[The problem]: Retype the records below exactly as they appear.

__________________________________________________

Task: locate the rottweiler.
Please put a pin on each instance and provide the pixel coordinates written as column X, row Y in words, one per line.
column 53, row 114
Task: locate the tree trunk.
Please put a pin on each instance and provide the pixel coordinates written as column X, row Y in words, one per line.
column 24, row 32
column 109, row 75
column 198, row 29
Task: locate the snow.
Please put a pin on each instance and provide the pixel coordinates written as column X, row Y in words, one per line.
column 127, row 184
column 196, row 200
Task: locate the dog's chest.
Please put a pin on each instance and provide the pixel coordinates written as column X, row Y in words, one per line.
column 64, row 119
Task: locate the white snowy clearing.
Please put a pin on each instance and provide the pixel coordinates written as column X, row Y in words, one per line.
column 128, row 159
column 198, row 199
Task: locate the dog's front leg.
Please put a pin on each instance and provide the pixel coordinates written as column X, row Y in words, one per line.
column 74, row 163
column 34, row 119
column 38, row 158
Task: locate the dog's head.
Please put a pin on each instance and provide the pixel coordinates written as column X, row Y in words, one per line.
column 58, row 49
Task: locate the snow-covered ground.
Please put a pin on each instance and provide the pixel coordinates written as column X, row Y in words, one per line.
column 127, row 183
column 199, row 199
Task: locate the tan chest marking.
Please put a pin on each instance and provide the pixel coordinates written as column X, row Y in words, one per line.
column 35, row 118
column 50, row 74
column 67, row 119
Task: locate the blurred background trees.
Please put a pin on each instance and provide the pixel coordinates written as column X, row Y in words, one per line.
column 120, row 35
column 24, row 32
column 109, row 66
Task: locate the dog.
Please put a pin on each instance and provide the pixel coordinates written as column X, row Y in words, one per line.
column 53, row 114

__________________________________________________

[Finished task]:
Task: locate the rottweiler.
Please put a pin on each instance and provide the pixel coordinates written as column X, row Y in words, one per line.
column 53, row 114
Task: locate the tree trunk.
Please put a pin on each instance and provide the pixel coordinates written as column X, row Y in words, one per line.
column 24, row 32
column 109, row 75
column 198, row 29
Task: locate the snow.
Please put a pin on each instance and provide the pixel coordinates written as column X, row Y in words, one per line.
column 127, row 184
column 196, row 200
Task: locate the dog's chest.
Please put a pin on each instance and provide the pixel coordinates written as column X, row Y in words, one per line.
column 64, row 119
Task: locate the white snowy clearing.
Please put a pin on each instance and provide the pixel coordinates written as column X, row Y in words, one per line.
column 128, row 159
column 198, row 199
Task: locate the dog's front leg.
Please put a pin on each instance and provide the pixel coordinates written as column X, row Y in words, one per line.
column 74, row 163
column 34, row 119
column 38, row 158
Task: locate the dog's head.
Please put a pin on each instance and provide the pixel coordinates written as column X, row Y in words, one per line.
column 58, row 49
Task: locate the snow-covered ground.
Please put a pin on each instance and provide the pixel coordinates written as column X, row Y in words, one per line.
column 127, row 183
column 199, row 199
Task: locate the tan chest marking.
Please put a pin on each instance and provide the pixel coordinates written as column X, row Y in words, one per line.
column 35, row 118
column 50, row 74
column 67, row 119
Task: locate the blurred background trees.
Please put a pin on each instance and provide the pixel coordinates written as column X, row Y in words, one per line.
column 120, row 35
column 24, row 32
column 109, row 66
Task: locate the dog.
Please put a pin on each instance and provide the pixel coordinates written as column X, row Y in words, one per line.
column 53, row 114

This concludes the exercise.